LSD timeline: A long, strange trip, with Sonoma County origins

Key events in the history of LSD use over the past eight decades.|

key moments in history of lsd

1938: The drug is first synthesized by the Swiss chemist Albert Hofmann in the Sandoz (now Novartis) laboratories in Basel, Switzerland. Hoffman was trying to come up with a respiratory and circulatory stimulant, but created a hallucinogen.

1947: LSD was introduced as a commercial medication under the trade name Delysid for various psychiatric uses.

1950s: Mainstream media reports on research into LSD and its growing use in psychiatry are published. Studies show some success getting alcoholics to stop drinking after being given LSD. Film star Cary Grant is one of many people given LSD in conjunction with psychotherapy, disclosed in glowing terms in a Look magazine article. The Central Intelligence Agency, the U.S. Army, the Canadian government and Britain’s spy agency all jump in, hoping LSD would serve as a truth serum or a new method of chemical warfare.

Early 1960s: Harvard psychologist Timothy Leary becomes one of the foremost advocates for the use of LSD before being dismissed from the university along with colleague Richard Alpert, who changes his name to Baba Ram Dass and writes the book “Be Here Now.”

Mid 1960s: Owsley Stanley, a former chemistry student and sound engineer for the Grateful Dead, sets up private LSD labs that supply the drug for huge “Acid Test” parties in the Bay Area held by author Ken Kesey and his Merry Pranksters.

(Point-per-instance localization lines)
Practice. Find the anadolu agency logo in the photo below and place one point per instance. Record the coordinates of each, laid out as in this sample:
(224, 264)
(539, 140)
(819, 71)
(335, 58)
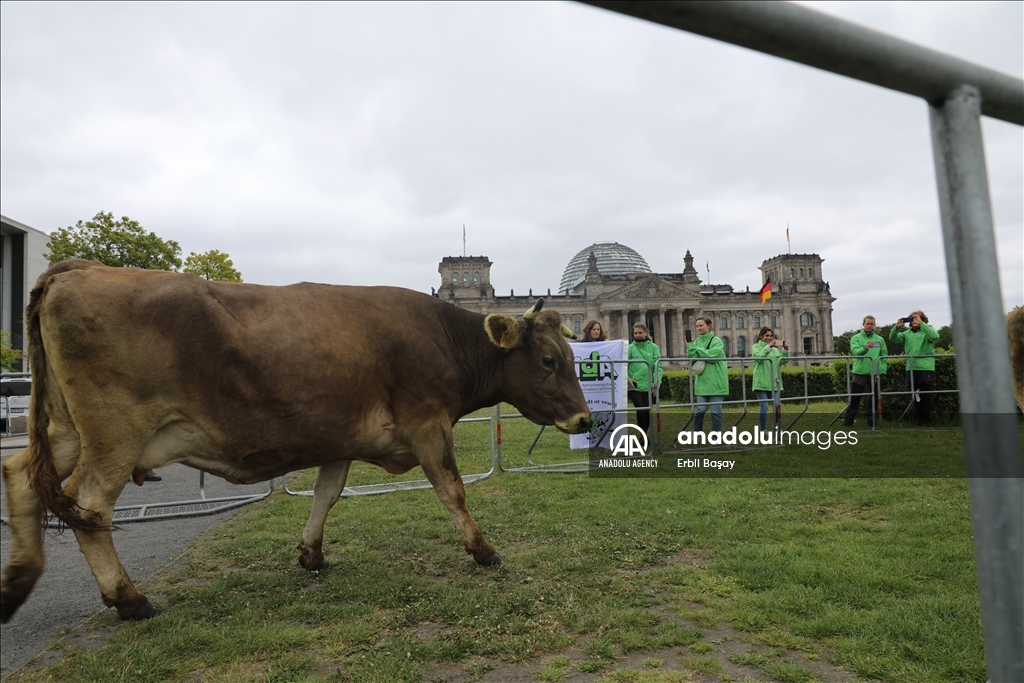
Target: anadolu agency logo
(628, 444)
(629, 449)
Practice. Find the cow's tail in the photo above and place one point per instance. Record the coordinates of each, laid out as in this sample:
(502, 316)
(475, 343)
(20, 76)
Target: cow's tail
(43, 475)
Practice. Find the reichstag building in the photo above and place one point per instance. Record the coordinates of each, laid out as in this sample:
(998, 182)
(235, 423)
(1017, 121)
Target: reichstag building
(611, 283)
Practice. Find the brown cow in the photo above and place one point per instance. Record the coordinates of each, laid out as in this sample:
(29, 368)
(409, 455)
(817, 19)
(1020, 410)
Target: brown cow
(139, 369)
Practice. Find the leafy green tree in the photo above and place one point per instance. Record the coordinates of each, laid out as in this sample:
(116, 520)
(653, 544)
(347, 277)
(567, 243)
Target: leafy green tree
(118, 243)
(212, 265)
(8, 355)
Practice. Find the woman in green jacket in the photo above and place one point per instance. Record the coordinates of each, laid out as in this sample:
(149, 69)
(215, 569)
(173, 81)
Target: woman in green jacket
(919, 341)
(640, 392)
(767, 381)
(712, 385)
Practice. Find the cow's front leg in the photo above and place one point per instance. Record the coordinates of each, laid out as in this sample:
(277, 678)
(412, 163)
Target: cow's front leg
(98, 491)
(330, 483)
(439, 466)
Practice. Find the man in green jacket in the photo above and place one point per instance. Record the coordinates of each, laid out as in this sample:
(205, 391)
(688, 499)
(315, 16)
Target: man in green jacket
(712, 385)
(866, 347)
(641, 393)
(767, 380)
(919, 341)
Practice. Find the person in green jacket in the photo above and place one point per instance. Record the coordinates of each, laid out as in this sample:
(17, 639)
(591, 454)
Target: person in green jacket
(712, 385)
(640, 392)
(919, 341)
(767, 381)
(866, 347)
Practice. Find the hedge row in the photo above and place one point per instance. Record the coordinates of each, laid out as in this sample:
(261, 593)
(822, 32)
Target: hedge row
(827, 380)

DESCRIPTION OF THE TASK - Carry on the LSD timeline past its last entry. These lines are separate material and are not part of the LSD timeline.

ANSWER BOX -
1966: California and Nevada outlaw LSD. Other states and countries followed with similar bans.

1967: The “Summer of Love” brings tens of thousands of young people to San Francisco to the Haight and Golden Gate Park, where LSD is part of the rite of passage. Paul McCartney of the Beatles admits to experimenting with LSD around the same time a whole genre of psychedelic rock emerges, personified by groups such as Pink Floyd, Jefferson Airplane, Country Joe and the Fish and Quicksilver Messenger Service.

1968: Possession of LSD is criminalized nationally.

1969: TV personality Art Linkletter blames LSD for the death of his 21-year-old daughter, who falls from a sixth-story window. President Richard Nixon labels Timothy Leary “the most dangerous man in America.”

1969: Charles Manson is arrested for mass murder along with followers he manipulated with LSD.

1970s: LSD retains a youth following before publicity about the drug’s psychiatric ill effects slows usage.

Early 1990s: LSD potency ranges from 20 to 80 micrograms per dosage unit, considerably below levels reported decades before, when it ranged from 100 to 300 micrograms.

Early 2000s: LSD use drops from 958,000 new users in 2000 to 606,000 in 2001. Research into the treatment of alcoholism with LSD is revived, with some researchers concluding that it might provide benefits.

2010: Scientists at Harvard and the University of California at San Francisco receive permission from the FDA to experiment with LSD once again.

2014: FDA-approved study shows LSD paired with psychotherapy alleviated end-of-life anxiety in patients suffering from terminal illnesses.